**EXERCISES:**
A) Answer these questions from the David Stukas profile, one per line:
(i) Where does David Stukas live?
(ii) What pseudonym is he now using?
(iii) Who published the paperback of Someone Killed His Boyfriend, and on what date?
B) Please quote the David Stukas profile word for word, starting with "David Stukas has" and going on through "of David James.".

-------- TEXT SHOWN --------

David Stukas has not written any screenplays, has never received a Pulitzer, and is not a regular contributor to National Public Radio. SOMEONE KILLED HIS BOYFRIEND is his first book. He lives in Palm Springs, California and is now using the pseudonym of David James.

"Author of 4 previously published comedy mysteries under my real name, David Stukas, I'm striking out in new series of twisted novels which I'm calling the Amanda Thorne Mysteries. My first book is irreverant, laugh-out-loud funny, and of course, has a bloody good trail of corpses to follow to the thrilling conclusion. Gay people will love it. Straight people, too. Let's face it, I am appealing to a broad market here because I want to sell some books. Set in the wacky city of Palm Springs I choose to call home, readers will recognize the colorful characters and locations that inspired my novel, but any similarities to people living or dead is purely coincidental and I have a team of powerful and bloodthirsty lawyers willing to back me up on this. So don't try anything. That means you, Mark.

Enjoy"

Source: http://authordavidjames.blogspot.com/

Further Readings:

Someone Killed His Boyfriend by David Stukas
Paperback: 240 pages
Publisher: Kensington (July 1, 2002)

-------- EXTRACTED MATERIAL --------

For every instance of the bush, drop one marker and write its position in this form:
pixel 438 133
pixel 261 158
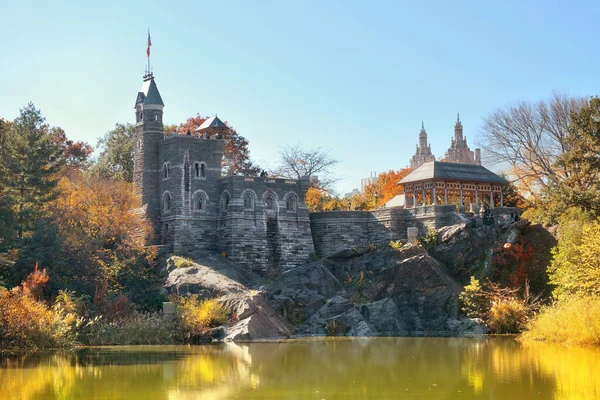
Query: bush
pixel 430 239
pixel 29 323
pixel 182 262
pixel 136 329
pixel 575 268
pixel 504 310
pixel 508 316
pixel 196 317
pixel 574 320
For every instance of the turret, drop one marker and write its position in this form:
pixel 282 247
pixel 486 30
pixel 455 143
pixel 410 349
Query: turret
pixel 458 129
pixel 423 137
pixel 148 132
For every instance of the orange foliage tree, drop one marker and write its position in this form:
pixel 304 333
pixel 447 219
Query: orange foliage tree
pixel 386 188
pixel 101 225
pixel 236 155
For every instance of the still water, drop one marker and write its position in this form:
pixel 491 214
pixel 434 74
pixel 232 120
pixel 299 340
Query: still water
pixel 374 368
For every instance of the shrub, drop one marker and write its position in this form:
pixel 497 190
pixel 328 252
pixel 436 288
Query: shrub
pixel 396 245
pixel 574 320
pixel 473 303
pixel 182 262
pixel 430 239
pixel 508 316
pixel 136 329
pixel 196 317
pixel 29 323
pixel 504 310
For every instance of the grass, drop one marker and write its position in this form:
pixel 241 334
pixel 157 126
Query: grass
pixel 182 262
pixel 575 320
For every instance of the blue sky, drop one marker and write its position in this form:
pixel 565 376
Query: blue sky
pixel 355 78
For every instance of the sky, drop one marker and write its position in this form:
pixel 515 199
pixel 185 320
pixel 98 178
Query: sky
pixel 354 78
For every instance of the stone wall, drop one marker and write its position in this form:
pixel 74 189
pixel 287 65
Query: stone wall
pixel 183 225
pixel 267 234
pixel 334 231
pixel 340 230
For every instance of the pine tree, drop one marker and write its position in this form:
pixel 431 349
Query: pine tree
pixel 31 160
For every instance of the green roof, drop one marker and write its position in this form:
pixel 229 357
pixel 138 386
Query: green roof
pixel 438 170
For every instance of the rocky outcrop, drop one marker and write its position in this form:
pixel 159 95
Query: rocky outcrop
pixel 385 291
pixel 406 290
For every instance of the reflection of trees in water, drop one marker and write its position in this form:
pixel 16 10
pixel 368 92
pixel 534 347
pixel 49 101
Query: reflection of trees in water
pixel 121 373
pixel 340 368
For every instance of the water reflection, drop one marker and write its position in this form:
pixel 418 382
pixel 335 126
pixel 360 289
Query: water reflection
pixel 378 368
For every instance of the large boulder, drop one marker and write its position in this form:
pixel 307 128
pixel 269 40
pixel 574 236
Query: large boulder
pixel 254 318
pixel 205 280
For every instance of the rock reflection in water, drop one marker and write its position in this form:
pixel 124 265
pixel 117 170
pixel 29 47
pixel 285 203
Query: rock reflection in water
pixel 378 368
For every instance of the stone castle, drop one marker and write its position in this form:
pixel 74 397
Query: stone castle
pixel 258 222
pixel 262 223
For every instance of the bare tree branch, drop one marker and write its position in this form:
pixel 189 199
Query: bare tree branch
pixel 530 137
pixel 297 162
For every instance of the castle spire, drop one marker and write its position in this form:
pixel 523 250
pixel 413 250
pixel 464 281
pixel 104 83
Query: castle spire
pixel 148 70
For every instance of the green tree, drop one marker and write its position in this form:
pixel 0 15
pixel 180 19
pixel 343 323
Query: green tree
pixel 31 161
pixel 575 268
pixel 581 186
pixel 116 158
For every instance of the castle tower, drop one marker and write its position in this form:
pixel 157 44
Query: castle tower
pixel 458 134
pixel 423 152
pixel 459 151
pixel 148 132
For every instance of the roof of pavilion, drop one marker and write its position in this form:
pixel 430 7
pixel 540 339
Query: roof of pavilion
pixel 438 170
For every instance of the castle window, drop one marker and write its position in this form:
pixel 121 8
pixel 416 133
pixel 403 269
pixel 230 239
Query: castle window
pixel 199 170
pixel 166 201
pixel 225 200
pixel 186 176
pixel 248 201
pixel 199 201
pixel 270 202
pixel 290 203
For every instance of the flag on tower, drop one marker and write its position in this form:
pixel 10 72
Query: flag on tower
pixel 149 44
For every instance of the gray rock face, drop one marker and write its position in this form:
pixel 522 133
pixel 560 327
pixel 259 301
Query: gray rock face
pixel 387 291
pixel 461 249
pixel 255 319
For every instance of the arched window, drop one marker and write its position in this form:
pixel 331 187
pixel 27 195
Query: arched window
pixel 199 170
pixel 199 201
pixel 166 201
pixel 248 201
pixel 186 176
pixel 290 203
pixel 270 201
pixel 225 201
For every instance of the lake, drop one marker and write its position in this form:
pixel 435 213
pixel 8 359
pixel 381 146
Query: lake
pixel 323 368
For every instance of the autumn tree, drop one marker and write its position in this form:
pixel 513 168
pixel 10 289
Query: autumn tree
pixel 116 157
pixel 581 185
pixel 530 138
pixel 236 155
pixel 297 162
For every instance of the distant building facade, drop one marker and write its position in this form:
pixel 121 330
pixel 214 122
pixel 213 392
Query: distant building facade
pixel 371 180
pixel 459 151
pixel 423 153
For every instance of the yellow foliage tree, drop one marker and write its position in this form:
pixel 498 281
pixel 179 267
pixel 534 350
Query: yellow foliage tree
pixel 101 223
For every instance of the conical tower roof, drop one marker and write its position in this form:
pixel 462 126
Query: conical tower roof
pixel 212 122
pixel 149 93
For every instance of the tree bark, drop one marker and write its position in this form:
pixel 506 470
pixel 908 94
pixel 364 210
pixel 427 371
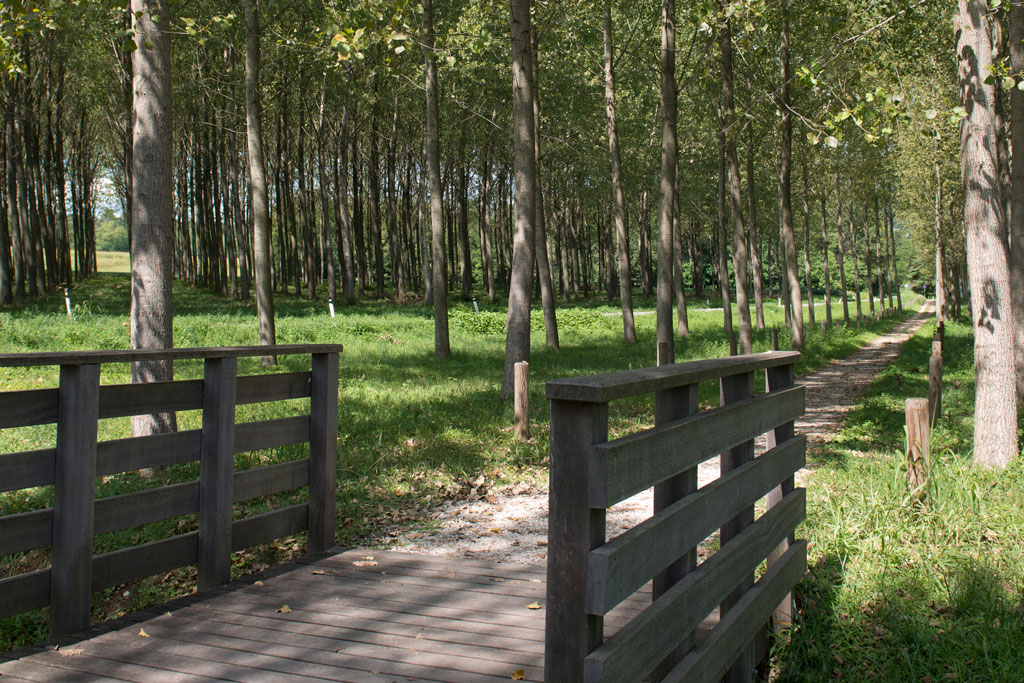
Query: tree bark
pixel 670 153
pixel 622 237
pixel 517 328
pixel 153 210
pixel 438 263
pixel 995 407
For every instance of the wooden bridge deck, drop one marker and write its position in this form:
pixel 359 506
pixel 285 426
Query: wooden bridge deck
pixel 350 615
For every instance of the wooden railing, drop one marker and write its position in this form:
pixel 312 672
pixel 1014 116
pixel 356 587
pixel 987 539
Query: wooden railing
pixel 588 574
pixel 77 459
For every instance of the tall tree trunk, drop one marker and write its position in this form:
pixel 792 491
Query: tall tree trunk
pixel 752 203
pixel 153 209
pixel 1017 190
pixel 622 237
pixel 540 223
pixel 432 137
pixel 517 328
pixel 258 195
pixel 995 407
pixel 784 199
pixel 670 155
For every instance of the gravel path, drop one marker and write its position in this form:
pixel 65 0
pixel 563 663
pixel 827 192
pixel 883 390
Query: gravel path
pixel 512 526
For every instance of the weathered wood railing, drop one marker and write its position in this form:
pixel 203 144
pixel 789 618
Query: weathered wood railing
pixel 588 574
pixel 77 459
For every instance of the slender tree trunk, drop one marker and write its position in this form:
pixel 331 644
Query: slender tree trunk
pixel 432 142
pixel 517 328
pixel 735 198
pixel 262 261
pixel 153 219
pixel 622 237
pixel 995 406
pixel 670 154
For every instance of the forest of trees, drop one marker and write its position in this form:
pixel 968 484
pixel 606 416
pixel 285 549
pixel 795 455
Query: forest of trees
pixel 551 150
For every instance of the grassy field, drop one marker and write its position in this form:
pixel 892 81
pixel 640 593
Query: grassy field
pixel 900 590
pixel 414 430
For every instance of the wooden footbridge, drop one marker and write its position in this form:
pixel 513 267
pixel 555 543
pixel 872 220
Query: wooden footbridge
pixel 634 607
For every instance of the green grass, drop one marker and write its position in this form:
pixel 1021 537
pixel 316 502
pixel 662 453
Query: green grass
pixel 414 430
pixel 899 590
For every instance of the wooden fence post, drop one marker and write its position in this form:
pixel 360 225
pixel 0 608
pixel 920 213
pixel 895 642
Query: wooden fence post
pixel 522 400
pixel 935 383
pixel 216 479
pixel 74 499
pixel 323 451
pixel 573 528
pixel 918 445
pixel 734 388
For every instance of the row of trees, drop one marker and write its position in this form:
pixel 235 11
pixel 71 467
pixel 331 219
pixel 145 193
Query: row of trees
pixel 376 148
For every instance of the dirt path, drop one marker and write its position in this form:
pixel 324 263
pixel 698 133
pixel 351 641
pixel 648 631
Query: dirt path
pixel 512 526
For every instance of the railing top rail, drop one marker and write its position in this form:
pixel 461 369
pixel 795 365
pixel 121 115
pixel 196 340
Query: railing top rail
pixel 610 386
pixel 131 355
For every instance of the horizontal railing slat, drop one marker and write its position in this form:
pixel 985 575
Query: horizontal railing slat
pixel 633 652
pixel 27 469
pixel 25 592
pixel 265 388
pixel 147 559
pixel 117 400
pixel 26 530
pixel 85 357
pixel 126 455
pixel 629 465
pixel 270 433
pixel 269 525
pixel 33 407
pixel 119 512
pixel 621 566
pixel 610 386
pixel 710 659
pixel 271 479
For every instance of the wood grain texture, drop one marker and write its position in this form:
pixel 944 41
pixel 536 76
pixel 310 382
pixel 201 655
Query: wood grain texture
pixel 610 386
pixel 73 503
pixel 631 559
pixel 632 653
pixel 93 357
pixel 629 465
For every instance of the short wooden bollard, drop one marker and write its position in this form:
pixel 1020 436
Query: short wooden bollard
pixel 918 445
pixel 522 400
pixel 935 384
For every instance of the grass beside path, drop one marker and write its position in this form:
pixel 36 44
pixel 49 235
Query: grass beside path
pixel 905 591
pixel 414 430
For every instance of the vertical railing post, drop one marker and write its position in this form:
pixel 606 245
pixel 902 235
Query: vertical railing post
pixel 323 451
pixel 74 499
pixel 216 471
pixel 671 404
pixel 735 388
pixel 573 528
pixel 775 380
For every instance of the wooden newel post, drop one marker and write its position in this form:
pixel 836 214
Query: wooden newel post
pixel 935 383
pixel 918 445
pixel 323 451
pixel 573 528
pixel 74 499
pixel 522 400
pixel 216 479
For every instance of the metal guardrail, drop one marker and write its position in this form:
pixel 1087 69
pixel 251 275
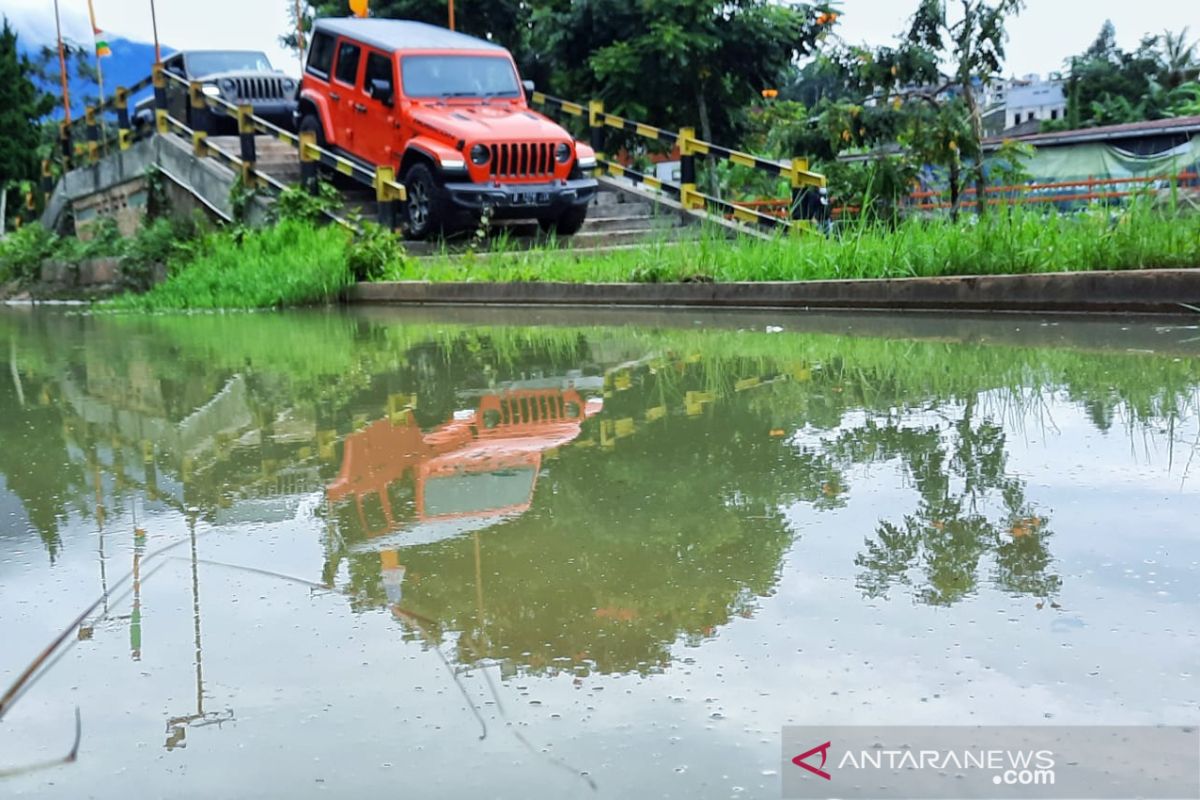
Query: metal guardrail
pixel 389 192
pixel 797 172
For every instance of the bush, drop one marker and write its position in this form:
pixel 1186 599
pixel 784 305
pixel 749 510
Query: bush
pixel 23 251
pixel 289 264
pixel 159 241
pixel 376 253
pixel 298 203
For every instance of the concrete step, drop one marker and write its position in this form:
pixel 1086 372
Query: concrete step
pixel 633 223
pixel 619 210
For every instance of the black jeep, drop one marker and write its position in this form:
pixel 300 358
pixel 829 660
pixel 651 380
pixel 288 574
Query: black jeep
pixel 238 77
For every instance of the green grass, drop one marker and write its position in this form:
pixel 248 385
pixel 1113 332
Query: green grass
pixel 289 264
pixel 1009 241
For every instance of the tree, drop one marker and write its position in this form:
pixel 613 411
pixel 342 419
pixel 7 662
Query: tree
pixel 1108 85
pixel 1179 59
pixel 975 43
pixel 22 107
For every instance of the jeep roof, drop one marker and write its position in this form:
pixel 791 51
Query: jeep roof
pixel 402 35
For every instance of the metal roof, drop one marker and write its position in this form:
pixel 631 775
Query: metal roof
pixel 1180 125
pixel 402 34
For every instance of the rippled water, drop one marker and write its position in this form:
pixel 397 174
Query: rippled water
pixel 568 555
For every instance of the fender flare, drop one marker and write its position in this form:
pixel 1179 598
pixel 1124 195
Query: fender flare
pixel 431 149
pixel 321 103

--------

**RESULTS:**
A)
(i) Palm Springs, California.
(ii) David James.
(iii) Kensington, on July 1, 2002.

B)
David Stukas has not written any screenplays, has never received a Pulitzer, and is not a regular contributor to National Public Radio. SOMEONE KILLED HIS BOYFRIEND is his first book. He lives in Palm Springs, California and is now using the pseudonym of David James.